Assigned task: Every line containing the word "positive" must be pulled from the records.

Stored items:

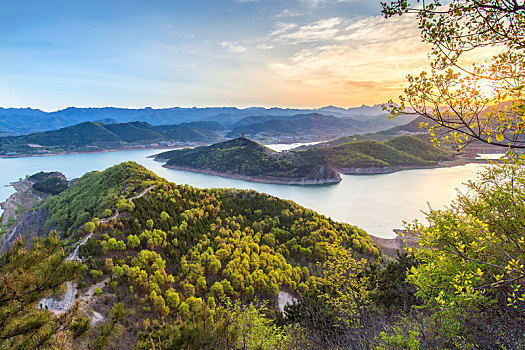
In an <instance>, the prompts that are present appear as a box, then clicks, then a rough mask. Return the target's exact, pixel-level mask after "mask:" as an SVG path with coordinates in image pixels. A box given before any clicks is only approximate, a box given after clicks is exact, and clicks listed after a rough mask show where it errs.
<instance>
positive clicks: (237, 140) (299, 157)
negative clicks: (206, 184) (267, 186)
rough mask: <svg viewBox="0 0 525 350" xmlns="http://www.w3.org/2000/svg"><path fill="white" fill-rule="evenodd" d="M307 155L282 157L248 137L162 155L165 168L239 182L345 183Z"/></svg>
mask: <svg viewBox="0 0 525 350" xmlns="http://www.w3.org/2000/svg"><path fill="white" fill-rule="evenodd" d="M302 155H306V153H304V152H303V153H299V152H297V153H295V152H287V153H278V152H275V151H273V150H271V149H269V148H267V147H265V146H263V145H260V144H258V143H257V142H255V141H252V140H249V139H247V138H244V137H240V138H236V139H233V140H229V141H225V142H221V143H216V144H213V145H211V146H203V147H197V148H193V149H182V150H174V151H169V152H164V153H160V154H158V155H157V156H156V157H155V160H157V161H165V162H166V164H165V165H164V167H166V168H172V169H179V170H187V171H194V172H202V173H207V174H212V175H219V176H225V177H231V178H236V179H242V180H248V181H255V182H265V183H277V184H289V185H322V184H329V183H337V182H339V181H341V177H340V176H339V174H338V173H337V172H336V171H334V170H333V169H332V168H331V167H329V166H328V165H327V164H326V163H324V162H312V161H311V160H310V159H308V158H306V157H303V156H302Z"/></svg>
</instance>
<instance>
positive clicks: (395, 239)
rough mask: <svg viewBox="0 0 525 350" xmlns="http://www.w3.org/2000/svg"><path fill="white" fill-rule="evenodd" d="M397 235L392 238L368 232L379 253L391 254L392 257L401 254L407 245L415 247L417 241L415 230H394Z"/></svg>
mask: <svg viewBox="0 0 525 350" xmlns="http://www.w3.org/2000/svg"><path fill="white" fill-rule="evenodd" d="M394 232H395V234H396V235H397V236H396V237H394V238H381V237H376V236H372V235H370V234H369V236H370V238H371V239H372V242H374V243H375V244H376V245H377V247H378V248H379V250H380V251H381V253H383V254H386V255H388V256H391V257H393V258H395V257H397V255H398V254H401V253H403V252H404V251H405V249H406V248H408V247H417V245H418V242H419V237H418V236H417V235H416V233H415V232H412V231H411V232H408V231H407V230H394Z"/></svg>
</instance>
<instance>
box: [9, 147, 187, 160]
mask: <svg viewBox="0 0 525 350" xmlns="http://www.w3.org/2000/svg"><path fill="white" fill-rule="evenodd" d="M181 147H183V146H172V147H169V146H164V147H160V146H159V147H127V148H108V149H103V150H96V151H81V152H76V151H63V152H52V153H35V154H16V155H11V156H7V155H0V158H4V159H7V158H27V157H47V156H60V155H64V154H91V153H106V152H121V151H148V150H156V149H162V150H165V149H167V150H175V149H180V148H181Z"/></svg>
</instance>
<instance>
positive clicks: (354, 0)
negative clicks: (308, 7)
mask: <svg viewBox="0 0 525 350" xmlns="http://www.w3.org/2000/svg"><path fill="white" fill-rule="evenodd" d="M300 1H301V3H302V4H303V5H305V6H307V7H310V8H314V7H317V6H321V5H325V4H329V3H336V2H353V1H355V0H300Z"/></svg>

Result for this exercise:
positive clicks: (237, 140) (299, 157)
positive clicks: (395, 239)
positive clicks: (354, 0)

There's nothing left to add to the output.